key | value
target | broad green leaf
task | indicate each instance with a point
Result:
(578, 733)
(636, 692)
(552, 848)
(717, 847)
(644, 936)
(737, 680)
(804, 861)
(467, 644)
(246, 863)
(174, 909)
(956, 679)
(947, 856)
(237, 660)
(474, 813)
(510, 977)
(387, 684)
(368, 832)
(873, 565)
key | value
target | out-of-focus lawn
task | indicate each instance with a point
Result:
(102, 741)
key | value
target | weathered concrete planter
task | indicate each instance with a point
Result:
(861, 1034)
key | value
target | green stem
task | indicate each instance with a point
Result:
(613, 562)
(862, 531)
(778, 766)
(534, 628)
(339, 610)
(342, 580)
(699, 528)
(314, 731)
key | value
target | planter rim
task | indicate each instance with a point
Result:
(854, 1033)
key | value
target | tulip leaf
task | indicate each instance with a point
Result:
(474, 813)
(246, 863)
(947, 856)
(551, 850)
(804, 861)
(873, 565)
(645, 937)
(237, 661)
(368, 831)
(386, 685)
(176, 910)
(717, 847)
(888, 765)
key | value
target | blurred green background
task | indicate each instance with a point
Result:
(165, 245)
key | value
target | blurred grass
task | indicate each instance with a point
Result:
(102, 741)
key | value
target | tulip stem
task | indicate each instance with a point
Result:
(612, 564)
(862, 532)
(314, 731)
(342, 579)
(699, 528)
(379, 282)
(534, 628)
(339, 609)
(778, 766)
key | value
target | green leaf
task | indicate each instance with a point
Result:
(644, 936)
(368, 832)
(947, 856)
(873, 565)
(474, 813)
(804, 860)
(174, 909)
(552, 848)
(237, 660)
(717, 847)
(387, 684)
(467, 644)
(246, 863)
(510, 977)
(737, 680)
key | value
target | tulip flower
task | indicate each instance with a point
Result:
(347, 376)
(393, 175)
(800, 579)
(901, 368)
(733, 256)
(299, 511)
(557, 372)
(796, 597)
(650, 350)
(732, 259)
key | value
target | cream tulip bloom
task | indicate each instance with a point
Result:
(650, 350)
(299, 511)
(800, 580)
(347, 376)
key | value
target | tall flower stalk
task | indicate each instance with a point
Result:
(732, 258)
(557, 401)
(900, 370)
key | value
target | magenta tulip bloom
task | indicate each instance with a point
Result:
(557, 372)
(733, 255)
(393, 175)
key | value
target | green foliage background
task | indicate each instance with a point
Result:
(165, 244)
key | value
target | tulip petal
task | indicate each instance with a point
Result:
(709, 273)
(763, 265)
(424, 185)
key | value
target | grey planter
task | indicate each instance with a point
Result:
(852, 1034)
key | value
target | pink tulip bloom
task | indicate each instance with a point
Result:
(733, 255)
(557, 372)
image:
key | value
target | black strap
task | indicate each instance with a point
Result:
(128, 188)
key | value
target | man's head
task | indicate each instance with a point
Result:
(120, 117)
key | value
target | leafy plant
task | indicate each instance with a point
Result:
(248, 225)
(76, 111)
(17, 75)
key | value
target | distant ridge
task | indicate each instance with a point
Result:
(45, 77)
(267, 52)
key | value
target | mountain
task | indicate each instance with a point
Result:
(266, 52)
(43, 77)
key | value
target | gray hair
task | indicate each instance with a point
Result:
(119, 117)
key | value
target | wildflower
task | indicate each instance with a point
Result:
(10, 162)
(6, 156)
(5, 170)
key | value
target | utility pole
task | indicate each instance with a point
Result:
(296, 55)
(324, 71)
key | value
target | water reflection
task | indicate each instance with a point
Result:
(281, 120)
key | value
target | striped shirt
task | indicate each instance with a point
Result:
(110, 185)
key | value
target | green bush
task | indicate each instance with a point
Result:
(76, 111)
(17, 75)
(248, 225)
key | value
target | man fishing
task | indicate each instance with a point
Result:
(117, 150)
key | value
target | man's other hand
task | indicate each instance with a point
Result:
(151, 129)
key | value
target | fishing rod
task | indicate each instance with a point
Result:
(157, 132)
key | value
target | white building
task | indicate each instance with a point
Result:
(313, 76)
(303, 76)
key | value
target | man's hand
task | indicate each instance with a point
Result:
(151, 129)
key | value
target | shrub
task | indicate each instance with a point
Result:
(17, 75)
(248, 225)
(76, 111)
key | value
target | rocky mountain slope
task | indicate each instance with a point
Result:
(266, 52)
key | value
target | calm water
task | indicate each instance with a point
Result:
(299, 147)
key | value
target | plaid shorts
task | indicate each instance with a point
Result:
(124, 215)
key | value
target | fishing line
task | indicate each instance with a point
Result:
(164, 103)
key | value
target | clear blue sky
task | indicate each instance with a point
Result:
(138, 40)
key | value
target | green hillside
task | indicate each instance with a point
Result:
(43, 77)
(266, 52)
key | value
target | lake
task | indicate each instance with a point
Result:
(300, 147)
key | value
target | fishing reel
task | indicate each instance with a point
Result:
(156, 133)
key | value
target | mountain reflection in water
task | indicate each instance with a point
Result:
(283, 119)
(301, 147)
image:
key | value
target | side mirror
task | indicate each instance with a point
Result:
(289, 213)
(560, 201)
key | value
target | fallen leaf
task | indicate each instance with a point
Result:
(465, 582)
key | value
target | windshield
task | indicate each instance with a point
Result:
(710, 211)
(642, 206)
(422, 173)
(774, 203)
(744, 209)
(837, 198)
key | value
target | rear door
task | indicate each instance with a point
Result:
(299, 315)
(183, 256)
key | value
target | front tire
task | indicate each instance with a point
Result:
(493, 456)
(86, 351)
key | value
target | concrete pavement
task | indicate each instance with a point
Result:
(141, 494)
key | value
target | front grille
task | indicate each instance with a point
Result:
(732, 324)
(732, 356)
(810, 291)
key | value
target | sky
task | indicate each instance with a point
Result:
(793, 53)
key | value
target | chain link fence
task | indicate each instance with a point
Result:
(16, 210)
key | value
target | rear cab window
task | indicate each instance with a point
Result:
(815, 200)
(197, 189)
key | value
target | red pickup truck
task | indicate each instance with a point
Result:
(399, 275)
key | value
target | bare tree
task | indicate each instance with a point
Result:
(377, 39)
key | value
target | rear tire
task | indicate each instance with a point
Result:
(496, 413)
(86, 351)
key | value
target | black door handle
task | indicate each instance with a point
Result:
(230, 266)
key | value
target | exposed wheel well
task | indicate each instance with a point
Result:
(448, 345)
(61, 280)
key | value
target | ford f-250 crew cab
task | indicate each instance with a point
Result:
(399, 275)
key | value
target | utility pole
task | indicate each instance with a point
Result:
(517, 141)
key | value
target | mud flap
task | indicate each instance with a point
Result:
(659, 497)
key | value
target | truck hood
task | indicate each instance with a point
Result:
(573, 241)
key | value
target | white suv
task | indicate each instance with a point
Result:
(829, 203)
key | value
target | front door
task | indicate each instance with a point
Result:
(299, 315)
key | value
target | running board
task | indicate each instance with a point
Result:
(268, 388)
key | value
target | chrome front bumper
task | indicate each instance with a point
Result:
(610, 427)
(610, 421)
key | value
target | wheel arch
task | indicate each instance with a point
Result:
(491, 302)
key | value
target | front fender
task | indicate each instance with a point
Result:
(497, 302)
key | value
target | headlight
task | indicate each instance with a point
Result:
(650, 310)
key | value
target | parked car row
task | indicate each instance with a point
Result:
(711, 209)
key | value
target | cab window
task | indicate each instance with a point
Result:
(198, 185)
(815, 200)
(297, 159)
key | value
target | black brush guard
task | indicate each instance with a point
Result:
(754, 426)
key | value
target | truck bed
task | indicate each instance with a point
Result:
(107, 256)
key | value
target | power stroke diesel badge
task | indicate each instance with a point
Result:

————

◆ AIM OF THE TASK ◆
Return every record above. Copy each one exactly.

◆ EXERCISE RESULT ◆
key | value
target | broad green leaf
task | indicate each instance with a point
Result:
(578, 733)
(636, 692)
(552, 848)
(717, 847)
(644, 936)
(737, 680)
(804, 861)
(467, 644)
(246, 863)
(174, 909)
(956, 679)
(947, 856)
(237, 660)
(474, 813)
(510, 977)
(387, 684)
(368, 832)
(873, 565)
key | value
target | out-of-focus lawn
task | indicate each instance with a point
Result:
(102, 741)
key | value
target | weathered concrete planter
task | indicate each instance with a point
Result:
(861, 1034)
key | value
target | green stem
task | indicate each instance with a point
Result:
(613, 562)
(862, 531)
(778, 766)
(534, 628)
(339, 610)
(342, 580)
(699, 528)
(314, 731)
key | value
target | planter rim
task | indicate each instance with a point
Result:
(854, 1033)
key | value
target | tulip leaf
task | indicate each instance with a point
Result:
(474, 813)
(246, 863)
(947, 856)
(551, 850)
(804, 861)
(873, 565)
(645, 937)
(237, 661)
(368, 831)
(386, 685)
(176, 910)
(717, 847)
(888, 765)
key | value
target | blurred green background
task | indicate each instance with a point
Result:
(165, 245)
key | value
target | blurred grass
task | indicate each instance with a point
Result:
(102, 741)
key | value
target | tulip stem
task | indicate each instance with a point
Result:
(612, 564)
(862, 532)
(314, 731)
(342, 579)
(699, 528)
(379, 282)
(534, 628)
(339, 609)
(778, 766)
key | value
target | green leaf
task | indicate each instance with a point
Result:
(644, 936)
(368, 832)
(947, 856)
(873, 565)
(474, 813)
(804, 860)
(174, 909)
(552, 848)
(237, 660)
(717, 847)
(387, 684)
(467, 644)
(246, 863)
(510, 977)
(737, 680)
key | value
target | tulip flower
task | indicate each instance with a point
Result:
(347, 376)
(393, 175)
(800, 579)
(901, 368)
(733, 256)
(299, 511)
(557, 372)
(796, 597)
(650, 350)
(732, 259)
key | value
target | cream tulip bloom
task | indicate each instance with a point
Result:
(650, 350)
(299, 511)
(800, 580)
(347, 376)
key | value
target | tall flower stalk
task | indicate each instance with a point
Result:
(732, 258)
(557, 401)
(900, 370)
key | value
target | magenta tulip bloom
task | indicate each instance with a point
Result:
(557, 372)
(733, 255)
(393, 175)
key | value
target | green foliage background
task | indicate each instance with a point
Result:
(165, 244)
key | value
target | tulip petal
task | indicate each instance with a point
Result:
(709, 273)
(763, 265)
(424, 185)
key | value
target | grey planter
task | indicate each instance with a point
Result:
(852, 1034)
key | value
target | pink tulip bloom
task | indicate each instance with a point
Result:
(733, 255)
(557, 372)
image:
key | value
target | black strap
task | indicate each instance with a point
Result:
(128, 188)
key | value
target | man's head
task | indicate each instance with a point
Result:
(120, 117)
key | value
target | leafy plant
task | indicate each instance with a point
Result:
(248, 225)
(76, 111)
(17, 75)
key | value
target | distant ridge
task | indicate each instance with a point
Result:
(45, 77)
(267, 52)
key | value
target | mountain
task | indicate each instance with a point
Result:
(266, 52)
(43, 77)
key | value
target | gray hair
task | indicate each instance with a point
Result:
(119, 117)
key | value
target | wildflower
task | indicate each instance with a point
Result:
(10, 162)
(6, 156)
(5, 170)
key | value
target | utility pole
task | indicate each instance with a point
Result:
(296, 55)
(324, 71)
key | value
target | water reflection
task | indicate each instance with a point
Result:
(281, 120)
key | value
target | striped shirt
task | indicate each instance with a point
Result:
(110, 185)
key | value
target | green bush
task | indicate each instance with a point
Result:
(76, 111)
(17, 75)
(248, 225)
key | value
target | man fishing
task | indicate each instance with a point
Result:
(117, 150)
key | value
target | man's other hand
task | indicate each instance with a point
Result:
(151, 129)
key | value
target | fishing rod
task | indicate each instance with a point
Result:
(157, 132)
key | value
target | white building
task | indicate each instance with a point
Result:
(313, 76)
(303, 76)
key | value
target | man's hand
task | indicate each instance with a point
Result:
(151, 129)
key | value
target | shrub
task | indicate each instance with a point
Result:
(17, 75)
(248, 225)
(76, 111)
key | value
target | rocky mountain slope
task | indicate each instance with a point
Result:
(266, 52)
key | value
target | calm water
task | indicate each instance with a point
Result:
(299, 147)
key | value
target | plaid shorts
task | indicate each instance with a point
Result:
(124, 215)
key | value
target | fishing line
task | indicate each instance with a point
Result:
(164, 103)
key | value
target | clear blue sky
task | indicate each instance with a point
Result:
(138, 40)
key | value
target | green hillside
task | indicate each instance with a point
Result:
(43, 77)
(266, 52)
key | value
target | lake
task | indicate each instance with a point
Result:
(300, 147)
key | value
target | fishing reel
task | indicate each instance with a point
Result:
(156, 133)
key | value
target | mountain reflection in water
task | indicate each instance with a point
Result:
(283, 119)
(301, 147)
image:
key | value
target | side mirror
task | indicate each instance with a point
Result:
(289, 213)
(560, 201)
key | value
target | fallen leaf
task | indicate each instance with a point
Result:
(465, 582)
key | value
target | windshield
task | indicate each instance with a point
Result:
(710, 211)
(642, 206)
(422, 173)
(774, 203)
(744, 209)
(837, 198)
key | value
target | rear door
task | indicate each instance with a point
Result:
(299, 315)
(183, 256)
key | value
target | front tire
task | indicate each instance with a point
Result:
(493, 456)
(86, 351)
key | value
target | concrete pavement
task | indicate each instance with a point
Result:
(141, 494)
key | value
target | front grille
task | indicate each instance with a point
Result:
(732, 324)
(732, 356)
(810, 291)
key | value
target | sky
task | indicate each instance with a point
Result:
(793, 53)
key | value
target | chain link fence
task | indicate each instance with a point
Result:
(16, 210)
key | value
target | rear cab window
task | indicate each instance with a point
Result:
(815, 200)
(197, 189)
key | value
target | red pickup truck
task | indicate each instance with a point
Result:
(399, 275)
key | value
target | bare tree
task | indicate each instance with a point
Result:
(377, 39)
key | value
target | rear tire
task | indicate each instance with a point
Result:
(496, 413)
(86, 351)
key | value
target | black door handle
task | indicate each instance with a point
Result:
(230, 266)
key | value
target | exposed wheel well
task | indicate each instance with a point
Result:
(448, 345)
(61, 280)
key | value
target | ford f-250 crew cab
task | indicate each instance with a point
Result:
(399, 275)
key | value
target | utility pole
task | indicate each instance with a point
Result:
(517, 141)
key | value
target | mud flap
task | indicate each instance with a point
Result:
(659, 497)
key | value
target | truck hood
task | indicate each instance with a point
Result:
(573, 241)
key | value
target | white suv
task | indicate each instance with a point
Result:
(829, 203)
key | value
target | front door
task | indicate each instance with a point
Result:
(299, 315)
key | value
target | running board
task | indicate each instance with a point
Result:
(268, 388)
key | value
target | chrome front bumper
task | indicate each instance with a point
Result:
(610, 427)
(610, 421)
key | value
target | wheel arch
task | indicate each instance with a point
Result:
(491, 302)
key | value
target | front fender
task | indicate each instance with a point
Result:
(497, 302)
key | value
target | headlight
task | indicate each instance with a point
Result:
(650, 310)
key | value
target | parked car row
task | indicate each instance with a point
Result:
(711, 209)
key | value
target | cab window
task | indicate each instance with a point
Result:
(198, 185)
(815, 200)
(297, 159)
key | value
target | black brush guard
task | indicate each instance with a point
Result:
(754, 426)
key | value
target | truck bed
task | indicate each instance with a point
Result:
(107, 256)
key | value
target | power stroke diesel badge
task | indicate each instance with a point
Result:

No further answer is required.